WORK INSTRUCTIONS → Extract the records from their first line through the line containing "(381, 3), (1056, 527)", inclusive, and reproduce each line verbatim with the pictures left out.

SOURCE RECORDS →
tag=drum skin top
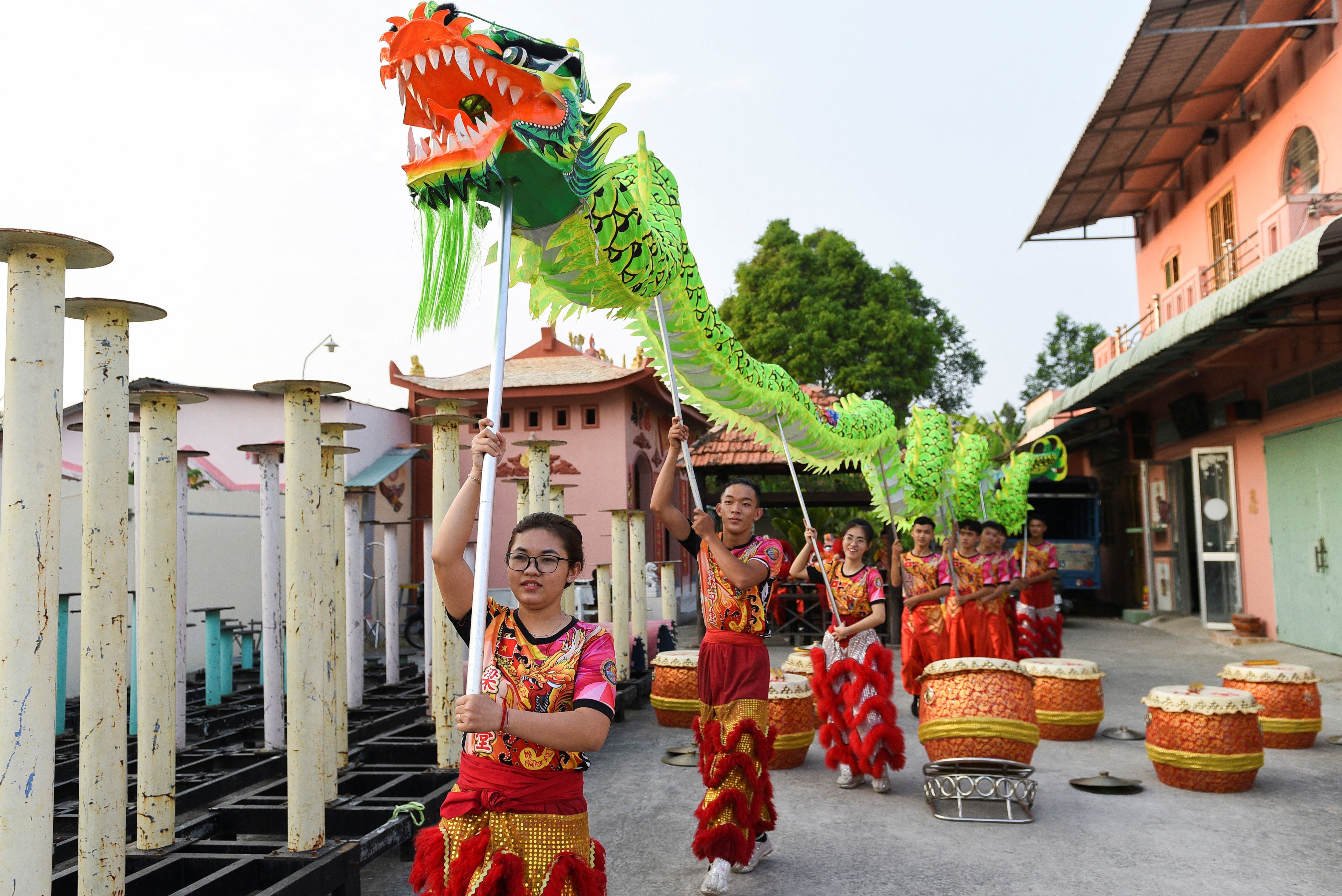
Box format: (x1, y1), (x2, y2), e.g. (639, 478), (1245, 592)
(652, 651), (699, 669)
(918, 656), (1029, 681)
(769, 672), (811, 700)
(1221, 663), (1319, 684)
(1142, 684), (1263, 715)
(1020, 656), (1104, 681)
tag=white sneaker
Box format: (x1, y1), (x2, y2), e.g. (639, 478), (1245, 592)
(699, 858), (731, 896)
(731, 840), (773, 875)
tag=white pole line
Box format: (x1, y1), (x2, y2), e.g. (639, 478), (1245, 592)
(774, 414), (843, 625)
(652, 294), (703, 510)
(466, 180), (513, 693)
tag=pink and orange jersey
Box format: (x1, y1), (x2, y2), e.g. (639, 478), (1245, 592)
(680, 533), (784, 637)
(452, 600), (615, 771)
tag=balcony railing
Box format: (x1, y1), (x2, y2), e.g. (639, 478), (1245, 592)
(1202, 231), (1263, 295)
(1092, 231), (1263, 370)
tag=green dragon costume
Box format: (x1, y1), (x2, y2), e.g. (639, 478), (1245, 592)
(381, 3), (1056, 527)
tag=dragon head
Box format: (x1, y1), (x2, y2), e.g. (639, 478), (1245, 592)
(381, 3), (627, 227)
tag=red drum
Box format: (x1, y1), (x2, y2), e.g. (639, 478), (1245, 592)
(918, 656), (1039, 764)
(769, 672), (816, 768)
(781, 644), (820, 679)
(1221, 660), (1323, 750)
(1020, 657), (1104, 740)
(648, 651), (699, 728)
(1142, 684), (1263, 793)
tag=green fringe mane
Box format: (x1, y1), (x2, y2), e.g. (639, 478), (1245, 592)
(415, 187), (490, 337)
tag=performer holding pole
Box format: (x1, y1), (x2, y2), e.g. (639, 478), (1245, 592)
(652, 421), (782, 896)
(1012, 514), (1063, 657)
(899, 516), (951, 717)
(411, 184), (615, 896)
(789, 518), (905, 793)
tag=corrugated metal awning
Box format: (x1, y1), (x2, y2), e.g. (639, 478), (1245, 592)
(1025, 0), (1310, 240)
(1024, 219), (1342, 432)
(345, 448), (424, 488)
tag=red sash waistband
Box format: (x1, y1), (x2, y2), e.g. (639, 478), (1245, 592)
(699, 629), (764, 647)
(442, 752), (586, 818)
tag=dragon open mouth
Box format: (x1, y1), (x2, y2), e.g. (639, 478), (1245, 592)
(381, 3), (581, 188)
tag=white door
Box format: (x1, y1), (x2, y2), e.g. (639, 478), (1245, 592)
(1193, 445), (1240, 629)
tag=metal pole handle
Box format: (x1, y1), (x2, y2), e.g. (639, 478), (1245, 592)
(470, 180), (513, 693)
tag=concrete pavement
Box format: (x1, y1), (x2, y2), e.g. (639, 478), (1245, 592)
(364, 618), (1342, 896)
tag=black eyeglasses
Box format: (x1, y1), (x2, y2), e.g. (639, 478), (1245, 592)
(507, 551), (573, 576)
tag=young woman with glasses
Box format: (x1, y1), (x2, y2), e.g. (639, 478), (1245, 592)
(789, 518), (905, 793)
(411, 420), (615, 896)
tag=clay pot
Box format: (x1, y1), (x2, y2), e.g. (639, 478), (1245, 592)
(1231, 613), (1266, 637)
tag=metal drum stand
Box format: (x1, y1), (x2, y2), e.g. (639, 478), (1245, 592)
(923, 759), (1039, 825)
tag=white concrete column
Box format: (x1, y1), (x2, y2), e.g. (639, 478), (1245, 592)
(658, 561), (680, 622)
(254, 380), (349, 852)
(177, 449), (209, 750)
(513, 439), (556, 514)
(382, 523), (401, 684)
(595, 563), (611, 622)
(345, 491), (364, 708)
(629, 510), (651, 672)
(238, 443), (285, 750)
(549, 483), (577, 616)
(322, 422), (364, 783)
(136, 392), (201, 849)
(507, 479), (531, 523)
(411, 398), (475, 768)
(607, 510), (629, 681)
(70, 299), (151, 893)
(0, 229), (111, 896)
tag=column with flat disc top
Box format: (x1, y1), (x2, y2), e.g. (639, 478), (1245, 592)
(254, 380), (349, 852)
(131, 389), (204, 849)
(411, 398), (476, 768)
(238, 441), (285, 750)
(0, 229), (112, 896)
(603, 507), (629, 681)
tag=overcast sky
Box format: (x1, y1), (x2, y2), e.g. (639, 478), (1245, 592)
(0, 0), (1146, 421)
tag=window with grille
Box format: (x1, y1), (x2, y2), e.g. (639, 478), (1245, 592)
(1282, 128), (1319, 196)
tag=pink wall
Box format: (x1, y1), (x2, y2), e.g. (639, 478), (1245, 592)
(472, 386), (675, 589)
(1137, 27), (1342, 326)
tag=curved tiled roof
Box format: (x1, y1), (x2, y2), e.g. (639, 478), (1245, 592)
(400, 354), (641, 392)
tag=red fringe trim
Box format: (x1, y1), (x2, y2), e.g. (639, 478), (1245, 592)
(811, 644), (905, 778)
(446, 828), (497, 896)
(411, 825), (447, 896)
(692, 717), (776, 865)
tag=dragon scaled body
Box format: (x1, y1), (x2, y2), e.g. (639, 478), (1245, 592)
(381, 3), (1063, 526)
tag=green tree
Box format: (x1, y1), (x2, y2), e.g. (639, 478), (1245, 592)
(1020, 311), (1106, 404)
(722, 219), (984, 417)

SOLUTION →
tag=drum skin top
Box format: (x1, y1), (x2, y2), e.g. (639, 478), (1245, 592)
(652, 651), (699, 669)
(918, 656), (1029, 681)
(769, 672), (811, 700)
(1221, 663), (1319, 684)
(1142, 684), (1263, 715)
(1020, 656), (1104, 681)
tag=white sneaker
Box format: (x1, y1), (x2, y2), e.g. (639, 478), (1245, 592)
(699, 858), (731, 896)
(731, 840), (773, 875)
tag=white pole line
Box format: (x1, y1), (x2, y2), e.g. (639, 478), (1245, 592)
(774, 414), (843, 625)
(652, 294), (703, 510)
(466, 180), (513, 693)
tag=pink and orange jersey
Box format: (x1, y1), (x2, y2), e.g. (639, 478), (1245, 592)
(680, 533), (784, 637)
(452, 600), (615, 771)
tag=balcony railing
Box format: (x1, y1), (x2, y2), e.g. (639, 478), (1245, 592)
(1202, 231), (1263, 295)
(1092, 231), (1263, 370)
tag=green dragon costume
Box format: (x1, y1), (x2, y2), e.g. (639, 478), (1245, 592)
(381, 3), (1056, 527)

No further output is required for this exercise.